AUSGEWÄHLTER TEXT:
################

In der zweiten Hälfte wird die Handlung weitgehend zur Makulatur, aber dafür gibt es einen sehr langen und blutigen nächtlichen Showdown in einem geschlossenen Supermarkt. Hier nehmen die Tarantino-Parallelen stark zu, denn die ganze Inszenierung mit absurd überzogenen, schnell geschnittenen und ebenso abwechslungsreichen wie schwarzhumorigen Kämpfen in den engen Supermarkt-Gängen erinnert bis hin zur musikalischen Untermalung an "Reservoir Dogs" oder "Pulp Fiction". Wie gesagt, die Figuren und ihr Beziehungsgeflecht untereinander sind dabei nicht ganz einfach auseinanderzuhalten, aber dank hervorstechender Merkmale – der Typ mit dem Taser, die Schwertkämpferin, der korrupte Bulle, der Einarmige mit der Pumpgun (!) – funktioniert das gut genug. Glorifizierung oder Verharmlosung von Kriminellen kann man "First Love" übrigens nicht vorwerfen. Zwar gibt es im stylishen, auch mit ein paar Splattereinlagen aufwartenden Finale schon ein paar coole tarantinoeske Auftritte (erwähnte ich den Einarmigen mit der Pumpgun?) und ein paar der Gangster dürfen sogar Mitgefühl mit Leo und Yuri zeigen, aber im Allgemeinen werden die Kriminellen als Verräter, Sadisten und Dilettanten dargestellt. Am Unterhaltungsgrad des trotz seiner Länge niemals langweilenden Showdowns ändert das nichts und wenngleich die Kampfchoreographie nicht außergewöhnlich ist, kompensiert Miike das mit ausgeprägtem Abwechslungsreichtum, hohem Tempo und einer herrlich überdrehten Auflösung mitsamt "Blues Brothers"-Anspielung.

################

ENTNOMMENES MATERIAL:
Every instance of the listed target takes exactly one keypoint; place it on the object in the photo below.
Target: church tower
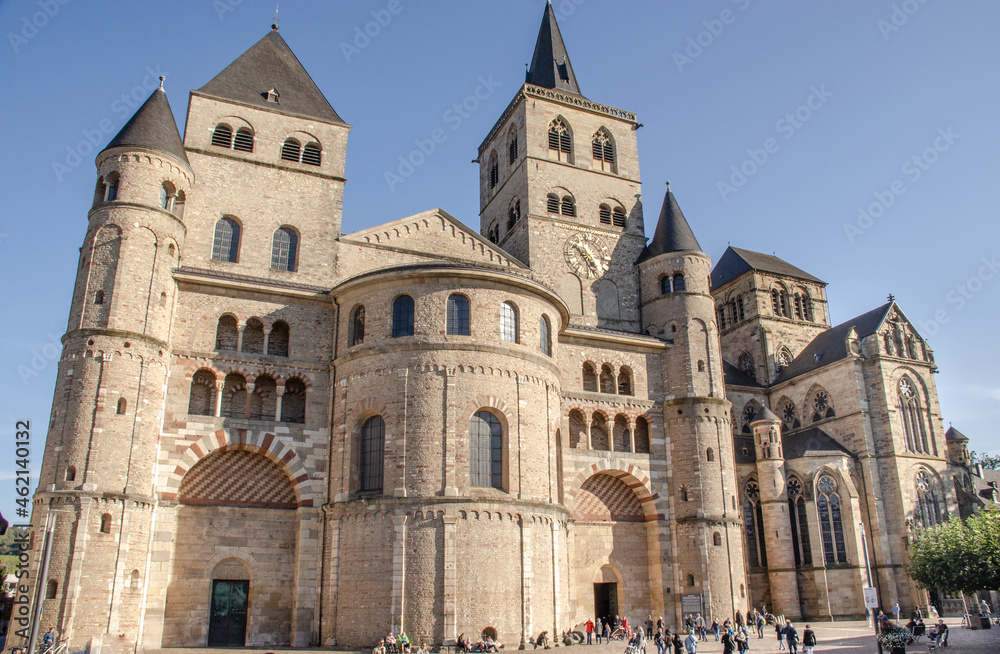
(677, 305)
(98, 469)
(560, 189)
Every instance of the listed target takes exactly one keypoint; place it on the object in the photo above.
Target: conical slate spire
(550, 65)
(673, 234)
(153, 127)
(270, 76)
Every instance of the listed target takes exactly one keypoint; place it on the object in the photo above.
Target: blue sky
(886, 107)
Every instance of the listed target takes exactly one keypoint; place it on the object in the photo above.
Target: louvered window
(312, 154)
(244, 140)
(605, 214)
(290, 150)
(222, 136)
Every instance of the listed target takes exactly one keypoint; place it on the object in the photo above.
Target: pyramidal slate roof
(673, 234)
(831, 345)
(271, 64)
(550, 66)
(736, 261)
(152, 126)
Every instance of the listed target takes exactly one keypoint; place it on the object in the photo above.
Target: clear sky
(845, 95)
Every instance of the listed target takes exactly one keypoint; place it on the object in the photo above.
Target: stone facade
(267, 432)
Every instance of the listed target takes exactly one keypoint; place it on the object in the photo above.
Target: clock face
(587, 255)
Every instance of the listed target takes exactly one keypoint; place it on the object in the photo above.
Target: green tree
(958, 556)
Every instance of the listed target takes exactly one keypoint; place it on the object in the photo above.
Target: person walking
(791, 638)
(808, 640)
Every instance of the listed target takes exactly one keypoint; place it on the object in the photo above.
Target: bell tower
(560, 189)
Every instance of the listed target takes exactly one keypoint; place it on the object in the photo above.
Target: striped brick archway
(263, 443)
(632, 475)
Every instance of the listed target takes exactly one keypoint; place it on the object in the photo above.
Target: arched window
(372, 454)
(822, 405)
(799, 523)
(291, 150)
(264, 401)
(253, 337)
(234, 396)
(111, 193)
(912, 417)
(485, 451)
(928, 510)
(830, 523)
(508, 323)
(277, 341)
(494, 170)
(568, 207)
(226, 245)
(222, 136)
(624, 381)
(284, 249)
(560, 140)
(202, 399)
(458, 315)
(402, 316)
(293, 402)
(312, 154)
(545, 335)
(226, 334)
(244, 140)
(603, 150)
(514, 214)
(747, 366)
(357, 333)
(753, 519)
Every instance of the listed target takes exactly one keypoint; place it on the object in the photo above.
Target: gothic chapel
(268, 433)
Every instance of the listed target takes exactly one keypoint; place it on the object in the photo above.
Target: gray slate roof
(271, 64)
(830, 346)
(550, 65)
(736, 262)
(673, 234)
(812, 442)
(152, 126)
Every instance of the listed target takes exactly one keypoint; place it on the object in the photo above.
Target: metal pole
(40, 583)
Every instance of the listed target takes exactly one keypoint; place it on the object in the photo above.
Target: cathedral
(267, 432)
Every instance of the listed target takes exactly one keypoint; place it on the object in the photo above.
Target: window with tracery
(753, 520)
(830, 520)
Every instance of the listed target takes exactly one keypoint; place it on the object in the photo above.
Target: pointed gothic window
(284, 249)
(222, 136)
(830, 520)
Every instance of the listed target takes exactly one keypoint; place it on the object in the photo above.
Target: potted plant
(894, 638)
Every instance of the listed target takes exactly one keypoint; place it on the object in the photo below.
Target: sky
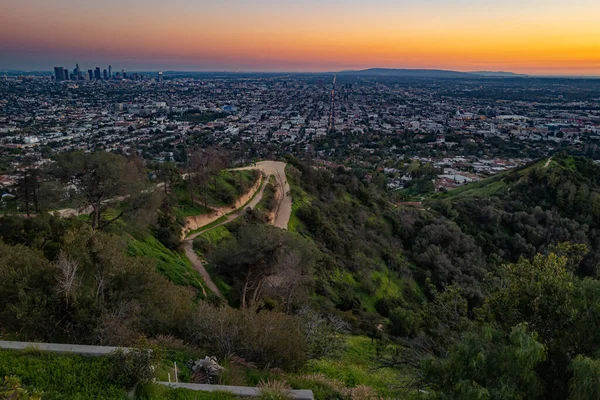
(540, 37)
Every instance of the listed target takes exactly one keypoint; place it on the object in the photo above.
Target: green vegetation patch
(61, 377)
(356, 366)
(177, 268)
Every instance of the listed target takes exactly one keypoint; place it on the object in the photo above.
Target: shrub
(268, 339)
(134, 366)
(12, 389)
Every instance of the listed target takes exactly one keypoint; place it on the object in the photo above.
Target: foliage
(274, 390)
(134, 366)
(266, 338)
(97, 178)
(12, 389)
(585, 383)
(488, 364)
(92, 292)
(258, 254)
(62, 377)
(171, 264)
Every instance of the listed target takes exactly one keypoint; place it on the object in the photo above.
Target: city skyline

################

ZU ERLEDIGENDE AUFGABE: Übersetze diesen Satz aus der Filmbesprechung ins Englische: „Glorifizierung oder Verharmlosung von Kriminellen kann man "First Love" übrigens nicht vorwerfen.“

ANTWORT ZUR AUFGABE: Incidentally, "First Love" cannot be accused of glorifying or trivializing criminals.